• O QUE SE PEDE:
Traduza para o inglês esta frase do trecho selecionado: "A bactéria E. coli foi escolhida para a pesquisa por ser um microorganismo fermentativo – ou seja, ela produz hidrogênio através do processo de fermentação, e não pelo processo de fotossíntese."

Os pesquisadores do Texas vinham há algum tempo realizando pesquisas com manipulação genética de microorganismos para a fabricação de hidrogênio. Este é o mais abundante e mais leve elemento conhecido, e tem um grande potencial para ser a fonte de energia do futuro: ele não polui, e as pesquisas para aumentar o seu rendimento estão evoluindo cada vez mais. A bactéria E. coli foi escolhida para a pesquisa por ser um microorganismo fermentativo – ou seja, ela produz hidrogênio através do processo de fermentação, e não pelo processo de fotossíntese.

• TRECHOS DOS DADOS:

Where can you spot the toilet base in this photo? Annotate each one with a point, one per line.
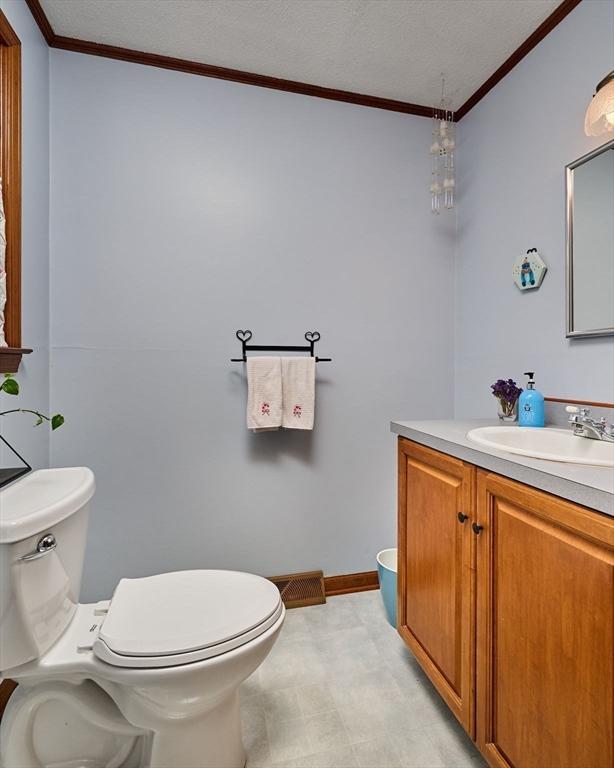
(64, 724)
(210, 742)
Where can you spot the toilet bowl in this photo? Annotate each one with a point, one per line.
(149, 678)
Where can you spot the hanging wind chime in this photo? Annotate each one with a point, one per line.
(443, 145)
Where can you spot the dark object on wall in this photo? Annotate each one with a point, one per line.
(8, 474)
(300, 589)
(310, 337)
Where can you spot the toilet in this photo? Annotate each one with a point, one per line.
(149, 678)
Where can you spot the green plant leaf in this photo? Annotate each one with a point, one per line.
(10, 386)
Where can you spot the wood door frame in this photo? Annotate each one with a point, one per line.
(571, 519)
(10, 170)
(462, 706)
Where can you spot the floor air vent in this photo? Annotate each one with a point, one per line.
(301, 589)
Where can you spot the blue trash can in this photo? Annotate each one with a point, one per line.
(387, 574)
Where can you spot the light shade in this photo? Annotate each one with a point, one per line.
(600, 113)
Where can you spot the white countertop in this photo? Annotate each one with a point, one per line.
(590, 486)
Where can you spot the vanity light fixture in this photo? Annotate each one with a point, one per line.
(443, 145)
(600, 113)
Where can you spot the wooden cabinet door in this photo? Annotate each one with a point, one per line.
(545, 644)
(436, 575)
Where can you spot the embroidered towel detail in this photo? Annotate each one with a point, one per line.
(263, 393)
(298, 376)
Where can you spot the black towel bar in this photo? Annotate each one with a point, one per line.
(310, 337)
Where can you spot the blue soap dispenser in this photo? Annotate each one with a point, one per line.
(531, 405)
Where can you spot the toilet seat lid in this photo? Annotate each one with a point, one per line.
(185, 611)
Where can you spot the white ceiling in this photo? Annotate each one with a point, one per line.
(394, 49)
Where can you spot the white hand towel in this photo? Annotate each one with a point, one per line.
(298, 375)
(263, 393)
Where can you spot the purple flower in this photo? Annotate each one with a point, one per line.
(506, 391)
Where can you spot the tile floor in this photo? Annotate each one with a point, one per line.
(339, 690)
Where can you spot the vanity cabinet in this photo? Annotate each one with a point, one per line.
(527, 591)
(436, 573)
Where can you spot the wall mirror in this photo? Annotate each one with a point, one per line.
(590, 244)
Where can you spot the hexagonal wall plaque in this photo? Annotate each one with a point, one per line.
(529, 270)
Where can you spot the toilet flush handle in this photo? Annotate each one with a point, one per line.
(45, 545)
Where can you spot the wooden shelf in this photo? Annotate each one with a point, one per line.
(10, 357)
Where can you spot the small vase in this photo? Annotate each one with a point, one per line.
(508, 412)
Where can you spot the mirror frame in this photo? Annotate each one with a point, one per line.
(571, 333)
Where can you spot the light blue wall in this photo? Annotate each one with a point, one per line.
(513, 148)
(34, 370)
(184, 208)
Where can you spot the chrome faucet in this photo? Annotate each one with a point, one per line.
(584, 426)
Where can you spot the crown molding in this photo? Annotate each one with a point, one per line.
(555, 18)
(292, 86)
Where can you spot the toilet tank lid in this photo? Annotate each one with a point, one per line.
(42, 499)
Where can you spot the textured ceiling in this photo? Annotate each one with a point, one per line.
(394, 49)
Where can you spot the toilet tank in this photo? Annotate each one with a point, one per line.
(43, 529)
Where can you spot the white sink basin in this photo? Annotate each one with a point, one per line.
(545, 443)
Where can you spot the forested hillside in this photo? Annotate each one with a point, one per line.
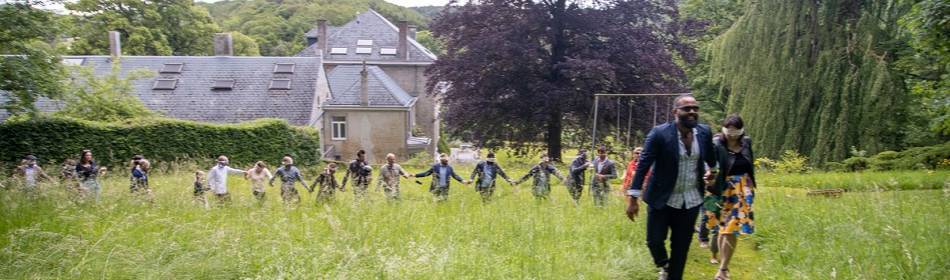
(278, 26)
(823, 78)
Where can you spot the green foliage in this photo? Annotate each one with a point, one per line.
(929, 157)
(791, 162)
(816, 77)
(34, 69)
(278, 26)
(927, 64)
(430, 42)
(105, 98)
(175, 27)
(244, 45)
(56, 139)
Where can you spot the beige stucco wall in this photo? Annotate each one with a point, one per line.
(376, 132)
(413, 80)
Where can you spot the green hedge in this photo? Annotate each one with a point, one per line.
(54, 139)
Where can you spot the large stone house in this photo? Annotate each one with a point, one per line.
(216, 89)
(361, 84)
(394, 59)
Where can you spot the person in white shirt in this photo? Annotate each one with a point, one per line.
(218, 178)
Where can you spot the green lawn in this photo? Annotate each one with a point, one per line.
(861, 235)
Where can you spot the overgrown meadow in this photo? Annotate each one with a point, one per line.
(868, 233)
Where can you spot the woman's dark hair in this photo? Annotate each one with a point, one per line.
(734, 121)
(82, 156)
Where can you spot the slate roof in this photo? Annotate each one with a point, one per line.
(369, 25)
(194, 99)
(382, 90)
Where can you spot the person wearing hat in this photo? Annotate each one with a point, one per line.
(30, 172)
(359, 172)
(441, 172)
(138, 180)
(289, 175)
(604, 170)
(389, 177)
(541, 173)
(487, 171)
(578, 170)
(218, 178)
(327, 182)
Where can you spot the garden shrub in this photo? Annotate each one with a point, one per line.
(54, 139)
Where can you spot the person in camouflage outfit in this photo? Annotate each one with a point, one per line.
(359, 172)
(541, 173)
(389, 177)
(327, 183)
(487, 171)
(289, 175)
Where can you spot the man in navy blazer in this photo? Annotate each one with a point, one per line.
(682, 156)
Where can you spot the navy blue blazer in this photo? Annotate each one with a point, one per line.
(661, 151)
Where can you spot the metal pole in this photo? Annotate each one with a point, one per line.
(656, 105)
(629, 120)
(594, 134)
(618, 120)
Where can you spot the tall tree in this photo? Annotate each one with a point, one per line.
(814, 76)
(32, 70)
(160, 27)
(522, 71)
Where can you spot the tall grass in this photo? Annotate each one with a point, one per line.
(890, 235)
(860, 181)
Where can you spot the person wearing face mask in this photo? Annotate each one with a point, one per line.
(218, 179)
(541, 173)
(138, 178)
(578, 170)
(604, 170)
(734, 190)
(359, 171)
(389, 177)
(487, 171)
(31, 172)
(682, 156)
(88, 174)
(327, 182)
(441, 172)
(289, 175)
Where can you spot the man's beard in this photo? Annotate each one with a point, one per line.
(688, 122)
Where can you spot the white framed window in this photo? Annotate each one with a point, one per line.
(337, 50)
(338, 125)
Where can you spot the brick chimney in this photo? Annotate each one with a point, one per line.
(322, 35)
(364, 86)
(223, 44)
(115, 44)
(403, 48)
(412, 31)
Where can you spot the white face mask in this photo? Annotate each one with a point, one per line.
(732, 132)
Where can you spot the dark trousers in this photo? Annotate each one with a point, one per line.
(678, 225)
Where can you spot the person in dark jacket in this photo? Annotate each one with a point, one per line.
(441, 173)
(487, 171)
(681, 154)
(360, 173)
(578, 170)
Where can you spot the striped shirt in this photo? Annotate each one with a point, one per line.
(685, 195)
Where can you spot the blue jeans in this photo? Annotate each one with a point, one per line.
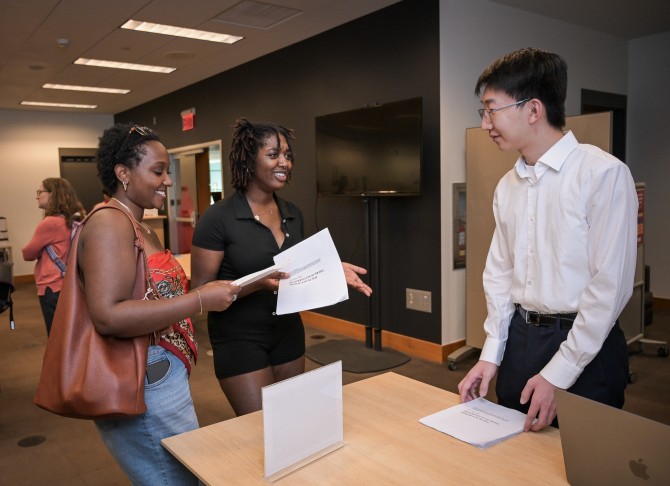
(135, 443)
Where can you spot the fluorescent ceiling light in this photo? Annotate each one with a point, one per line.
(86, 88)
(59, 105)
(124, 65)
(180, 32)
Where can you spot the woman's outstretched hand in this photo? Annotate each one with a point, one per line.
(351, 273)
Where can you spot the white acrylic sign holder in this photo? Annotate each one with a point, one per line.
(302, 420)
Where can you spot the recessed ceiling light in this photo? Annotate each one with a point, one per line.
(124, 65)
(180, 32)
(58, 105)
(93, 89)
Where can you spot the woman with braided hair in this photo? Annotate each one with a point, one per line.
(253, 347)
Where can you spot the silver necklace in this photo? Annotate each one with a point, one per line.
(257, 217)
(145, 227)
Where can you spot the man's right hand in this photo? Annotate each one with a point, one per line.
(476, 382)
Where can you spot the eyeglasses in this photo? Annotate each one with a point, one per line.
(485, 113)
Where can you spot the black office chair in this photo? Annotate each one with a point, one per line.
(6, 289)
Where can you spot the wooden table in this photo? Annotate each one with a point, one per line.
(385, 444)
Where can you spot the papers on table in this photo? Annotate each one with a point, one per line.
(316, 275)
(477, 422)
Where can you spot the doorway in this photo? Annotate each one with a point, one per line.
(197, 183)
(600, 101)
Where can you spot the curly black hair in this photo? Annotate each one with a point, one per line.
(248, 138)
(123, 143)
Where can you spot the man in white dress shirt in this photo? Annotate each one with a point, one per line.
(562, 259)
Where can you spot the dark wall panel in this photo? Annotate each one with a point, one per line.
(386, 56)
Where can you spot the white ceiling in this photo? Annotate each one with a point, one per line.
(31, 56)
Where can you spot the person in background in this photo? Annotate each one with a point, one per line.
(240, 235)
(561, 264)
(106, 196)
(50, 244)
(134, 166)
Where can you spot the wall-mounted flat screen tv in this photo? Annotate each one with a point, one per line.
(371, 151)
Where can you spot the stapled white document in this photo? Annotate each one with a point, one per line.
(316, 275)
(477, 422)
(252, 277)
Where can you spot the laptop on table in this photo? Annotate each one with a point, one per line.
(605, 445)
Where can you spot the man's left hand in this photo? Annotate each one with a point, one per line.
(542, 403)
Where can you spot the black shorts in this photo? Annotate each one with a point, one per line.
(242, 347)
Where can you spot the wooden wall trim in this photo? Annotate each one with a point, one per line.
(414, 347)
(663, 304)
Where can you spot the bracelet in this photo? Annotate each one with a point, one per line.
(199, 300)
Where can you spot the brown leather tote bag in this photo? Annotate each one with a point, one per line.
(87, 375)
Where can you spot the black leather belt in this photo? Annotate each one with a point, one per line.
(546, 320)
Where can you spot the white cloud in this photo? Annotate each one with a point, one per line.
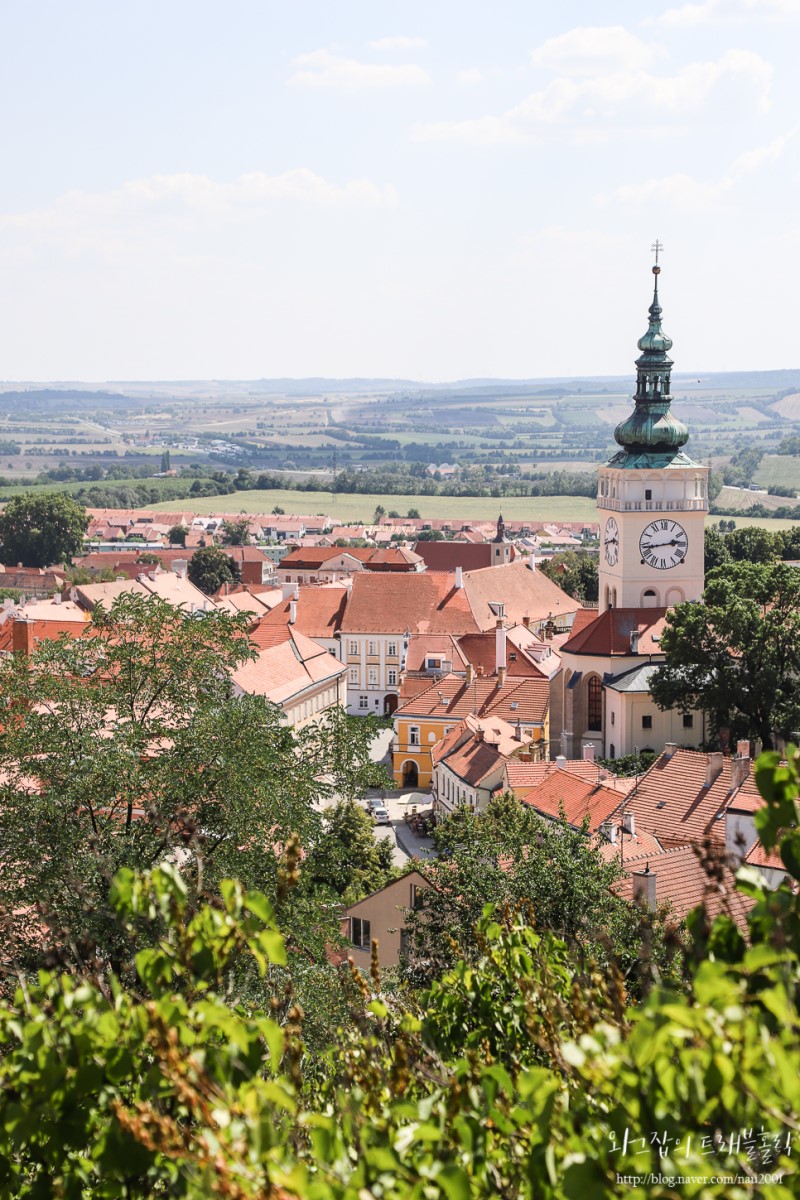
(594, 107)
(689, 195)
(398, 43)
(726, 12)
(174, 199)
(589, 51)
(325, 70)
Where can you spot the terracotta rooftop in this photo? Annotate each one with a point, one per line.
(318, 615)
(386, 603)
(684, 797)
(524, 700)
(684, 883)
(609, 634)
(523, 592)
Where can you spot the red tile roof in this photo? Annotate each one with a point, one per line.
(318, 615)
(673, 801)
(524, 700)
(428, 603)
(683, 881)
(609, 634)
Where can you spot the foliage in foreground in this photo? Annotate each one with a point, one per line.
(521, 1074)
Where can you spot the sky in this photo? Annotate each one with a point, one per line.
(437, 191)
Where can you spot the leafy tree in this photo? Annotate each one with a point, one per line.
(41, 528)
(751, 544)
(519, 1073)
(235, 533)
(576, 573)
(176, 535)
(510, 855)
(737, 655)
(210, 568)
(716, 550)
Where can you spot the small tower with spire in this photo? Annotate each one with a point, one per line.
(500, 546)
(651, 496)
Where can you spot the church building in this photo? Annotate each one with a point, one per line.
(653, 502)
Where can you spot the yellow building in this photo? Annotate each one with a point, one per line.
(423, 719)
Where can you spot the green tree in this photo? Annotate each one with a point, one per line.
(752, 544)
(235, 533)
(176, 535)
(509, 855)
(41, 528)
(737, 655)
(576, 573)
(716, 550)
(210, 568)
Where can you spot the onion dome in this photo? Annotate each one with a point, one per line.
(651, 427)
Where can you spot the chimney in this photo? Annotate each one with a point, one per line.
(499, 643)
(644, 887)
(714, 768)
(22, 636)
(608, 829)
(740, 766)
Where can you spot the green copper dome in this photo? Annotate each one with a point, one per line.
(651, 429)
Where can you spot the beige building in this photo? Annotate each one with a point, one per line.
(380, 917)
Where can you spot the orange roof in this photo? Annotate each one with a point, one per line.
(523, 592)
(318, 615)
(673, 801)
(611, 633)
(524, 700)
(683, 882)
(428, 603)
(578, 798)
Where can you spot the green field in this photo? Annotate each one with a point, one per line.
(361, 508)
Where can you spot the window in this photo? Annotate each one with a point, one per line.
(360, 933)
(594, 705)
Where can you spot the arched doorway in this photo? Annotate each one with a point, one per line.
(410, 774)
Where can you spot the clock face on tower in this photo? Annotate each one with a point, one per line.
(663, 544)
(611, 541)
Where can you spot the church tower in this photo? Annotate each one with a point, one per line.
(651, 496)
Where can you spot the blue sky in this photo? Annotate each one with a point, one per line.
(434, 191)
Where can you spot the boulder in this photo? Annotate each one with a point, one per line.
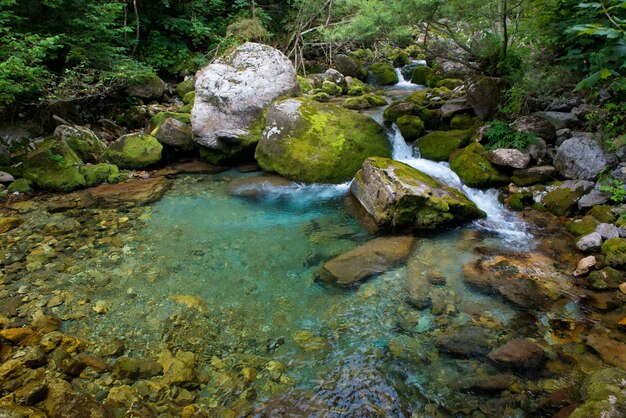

• RESPOSTA:
The bacterium E. coli was chosen for the research because it is a fermentative microorganism – that is, it produces hydrogen through the process of fermentation, and not through the process of photosynthesis.